Records contained in a dataset
────────────────
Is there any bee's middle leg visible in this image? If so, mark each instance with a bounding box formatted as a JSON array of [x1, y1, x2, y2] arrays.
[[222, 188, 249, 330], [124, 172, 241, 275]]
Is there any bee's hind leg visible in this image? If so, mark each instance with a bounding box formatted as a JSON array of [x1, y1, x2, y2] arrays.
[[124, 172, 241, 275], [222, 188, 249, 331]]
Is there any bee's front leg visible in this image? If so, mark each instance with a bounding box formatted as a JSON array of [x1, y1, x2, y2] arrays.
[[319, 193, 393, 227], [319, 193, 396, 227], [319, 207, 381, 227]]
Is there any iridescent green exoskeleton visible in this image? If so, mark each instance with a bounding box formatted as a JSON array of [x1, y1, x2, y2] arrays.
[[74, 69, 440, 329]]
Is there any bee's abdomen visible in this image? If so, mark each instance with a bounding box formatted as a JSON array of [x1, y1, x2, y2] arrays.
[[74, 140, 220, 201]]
────────────────
ASSIGNMENT |
Using the records above, output exactly the lines from the one containing "Is there any bee's abdomen" through the last line, and no others.

SOLUTION TO THIS PROBLEM |
Is there any bee's abdomen visible in this image? If so, mark each instance with a bounding box formatted as a JSON array of [x1, y1, x2, y2] arrays.
[[74, 140, 220, 201]]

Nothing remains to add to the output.